>> start Supplied passage

Akinwumi Ogundiran (born 1966) is a Nigerian-American archaeologist, anthropologist, and cultural historian, whose research focuses on the Yoruba world of western Africa, Atlantic Africa, and the African Diaspora. He is Chancellor's Professor and Professor of Africana Studies, Anthropology & History at UNC Charlotte.

Education 
Ogundiran received a BA, First Class Honors from Obafemi Awolowo University in 1988, followed by a MSc from the University of Ibadan in 1991. In 2000, he received a PhD from Boston University. His thesis was titled Settlement cycling and regional interactions in central Yorùbá-land, AD 1200-1900 : archaeology and history in Ìlàrè district, Nigeria.

Career 
Ogundiran taught at the Department of History at Florida International University, Miami. From 2008 to 2018 Ogundiran was Chair of the Africana Studies department at UNC Charlotte, where he is currently Chancellor's Professor and Professor of Africana Studies, Anthropology & History. His research addresses the archaeology of social complexity and cultural history in the Yoruba world of western Africa, especially questions of emergent communities, social complexity, and cultural history during the period 1000-1800 AD. Ogundiran has also facilitated collaborative research projects on the archaeology of Atlantic Africa and the African Diaspora. Other areas of work include Black Intellectual Thought, social sustainability, historiography, and cultural heritage.

From 1997 to 2000, Ogundiran directed the Eka Osun Project which studied regional interactions, historic landscape and social memory in Ilare District, Nigeria (1200–1900 CE). Between 2003 and 2011, he directed the Upper Osun Archaeological and Historical Project that investigates the cultural history of Atlantic Africa as experienced in the hinterlands of the Yoruba world, and the landscape history of the Osun Osogbo Sacred Grove. Most recently, he has been directing the Archaeology of Old Oyo Metropolis studying the political economy and social ecology of the Oyo Empire (1570-1836). His research has been funded by the National Humanities Center, the Wenner-Gren Foundation for Anthropological Research, the National Endowment for the Humanities,  the American Philosophical Society, National Geographic, among others. In spring 2018, he was a Yip Fellow at Magdalene College, University of Cambridge.

>> end Supplied passage

Write out the part of the Akinwumi Ogundiran biography between "Akinwumi Ogundiran (born" and "at UNC Charlotte.", inclusive.

>> start Information provided

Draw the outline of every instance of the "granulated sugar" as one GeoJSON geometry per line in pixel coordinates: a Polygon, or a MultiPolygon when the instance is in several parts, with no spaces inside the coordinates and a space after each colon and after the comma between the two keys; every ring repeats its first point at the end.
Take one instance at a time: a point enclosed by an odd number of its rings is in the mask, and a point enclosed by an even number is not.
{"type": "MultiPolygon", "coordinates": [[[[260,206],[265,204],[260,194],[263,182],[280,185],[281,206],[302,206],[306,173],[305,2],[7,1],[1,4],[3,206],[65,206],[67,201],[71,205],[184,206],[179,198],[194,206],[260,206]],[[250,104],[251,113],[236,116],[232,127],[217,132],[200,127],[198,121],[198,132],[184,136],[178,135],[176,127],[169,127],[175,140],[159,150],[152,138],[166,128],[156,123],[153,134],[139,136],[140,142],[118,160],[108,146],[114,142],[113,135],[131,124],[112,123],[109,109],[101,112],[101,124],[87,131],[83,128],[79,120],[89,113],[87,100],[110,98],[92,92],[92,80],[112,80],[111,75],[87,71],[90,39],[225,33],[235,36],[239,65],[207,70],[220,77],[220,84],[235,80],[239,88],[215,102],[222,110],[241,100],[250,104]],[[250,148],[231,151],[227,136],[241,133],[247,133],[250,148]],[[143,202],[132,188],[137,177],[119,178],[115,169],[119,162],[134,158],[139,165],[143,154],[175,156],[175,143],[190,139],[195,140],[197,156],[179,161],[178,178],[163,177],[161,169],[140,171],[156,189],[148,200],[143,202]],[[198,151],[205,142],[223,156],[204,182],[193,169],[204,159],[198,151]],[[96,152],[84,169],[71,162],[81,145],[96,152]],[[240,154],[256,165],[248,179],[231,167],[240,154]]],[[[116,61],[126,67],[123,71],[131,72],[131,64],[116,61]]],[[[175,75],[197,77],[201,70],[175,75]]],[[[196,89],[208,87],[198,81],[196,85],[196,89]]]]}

>> end Information provided

The result:
Akinwumi Ogundiran (born 1966) is a Nigerian-American archaeologist, anthropologist, and cultural historian, whose research focuses on the Yoruba world of western Africa, Atlantic Africa, and the African Diaspora. He is Chancellor's Professor and Professor of Africana Studies, Anthropology & History at UNC Charlotte.